[Saved entries]
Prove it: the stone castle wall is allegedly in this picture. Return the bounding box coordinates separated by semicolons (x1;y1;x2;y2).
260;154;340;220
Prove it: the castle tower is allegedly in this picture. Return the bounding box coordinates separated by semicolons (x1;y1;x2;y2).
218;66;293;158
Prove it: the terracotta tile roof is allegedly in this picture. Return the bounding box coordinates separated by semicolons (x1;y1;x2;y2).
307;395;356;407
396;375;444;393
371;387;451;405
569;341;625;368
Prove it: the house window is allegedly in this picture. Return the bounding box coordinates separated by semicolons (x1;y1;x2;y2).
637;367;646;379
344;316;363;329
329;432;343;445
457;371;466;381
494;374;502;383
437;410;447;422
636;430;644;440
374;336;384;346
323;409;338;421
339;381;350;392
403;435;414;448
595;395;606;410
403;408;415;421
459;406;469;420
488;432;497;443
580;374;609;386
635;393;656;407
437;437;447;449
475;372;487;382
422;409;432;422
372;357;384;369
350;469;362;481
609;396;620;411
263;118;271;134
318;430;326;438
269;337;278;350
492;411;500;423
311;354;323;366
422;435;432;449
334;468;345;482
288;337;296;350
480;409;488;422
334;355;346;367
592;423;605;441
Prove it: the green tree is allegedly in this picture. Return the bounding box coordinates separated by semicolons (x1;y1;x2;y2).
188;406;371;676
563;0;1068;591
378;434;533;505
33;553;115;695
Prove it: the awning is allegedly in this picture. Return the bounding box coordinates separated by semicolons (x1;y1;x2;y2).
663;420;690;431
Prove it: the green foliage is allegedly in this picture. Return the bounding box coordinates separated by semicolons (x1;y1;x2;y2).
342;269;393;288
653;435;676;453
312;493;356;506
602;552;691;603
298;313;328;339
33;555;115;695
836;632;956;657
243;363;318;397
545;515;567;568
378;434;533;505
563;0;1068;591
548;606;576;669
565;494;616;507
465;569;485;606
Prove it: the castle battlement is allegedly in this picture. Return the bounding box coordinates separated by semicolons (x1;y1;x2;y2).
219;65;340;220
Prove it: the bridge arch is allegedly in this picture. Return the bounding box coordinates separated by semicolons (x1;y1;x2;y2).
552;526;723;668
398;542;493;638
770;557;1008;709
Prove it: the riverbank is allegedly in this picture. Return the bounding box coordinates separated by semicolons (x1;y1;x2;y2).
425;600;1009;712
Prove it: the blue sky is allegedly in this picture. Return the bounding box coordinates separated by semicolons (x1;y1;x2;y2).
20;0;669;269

Exercise description:
Only the line containing "Prove it: the house" and the lines after it, up to and including the last line of the data, should appear in the answer, exactly as written.

Your response:
Prove it: the house window is allegedly in this picture. Return the bounding box coordinates separated by semicolons (x1;y1;x2;y2).
637;367;646;379
344;316;363;329
329;432;343;445
457;371;466;381
494;374;502;383
437;410;447;422
636;430;644;440
374;336;384;346
323;409;338;421
339;381;350;392
403;435;414;448
595;395;606;410
403;408;415;421
459;406;469;420
488;432;497;443
580;374;609;386
635;393;656;407
437;437;447;449
475;372;487;382
422;409;432;422
372;357;384;369
350;469;362;481
609;396;620;411
263;118;271;134
318;430;326;438
269;337;278;350
492;411;500;423
311;354;323;366
422;435;432;449
334;468;345;482
288;337;296;350
480;409;488;422
334;355;346;367
592;423;605;441
Prove it: the green tree is allegedly in this picture. Return the bounding box coordinates separated by semicolons (x1;y1;x2;y2).
188;406;371;676
563;0;1068;591
378;434;533;505
33;553;115;695
Prove it: the awning is allegedly in this picture. Return the bounding box coordinates separated by semicolons (x1;y1;x2;y2).
663;420;690;431
Prove it: the green foliage is allegedly in this picture. Return the bounding box coordinates separated by semicolons (x1;y1;x2;y2).
342;269;393;288
653;435;676;453
312;493;356;506
602;552;691;603
298;313;328;339
33;555;115;695
836;632;956;657
243;363;318;397
545;515;567;568
378;434;533;505
563;0;1068;591
548;606;576;669
565;494;616;507
465;569;485;606
Prove it: the castle battlement is allegedly in this picture. Return the bounding box coordinates separated by semicolons (x1;y1;x2;y2).
219;65;340;220
Prove it: the bridge arch is allegedly in this picture. Return the bounding box coordinates separated by semicolons (x1;y1;x2;y2).
552;526;723;668
398;542;493;638
770;557;1008;709
Prove it: the riverbank is allegedly in this picture. Return the bounding box coordinates separated by semicolons (x1;y1;x2;y2).
425;600;1009;712
Prove it: the blue sky is allegedly in this picture. Return the bounding box coordinates separated by semicolons (x1;y1;x2;y2).
20;0;669;269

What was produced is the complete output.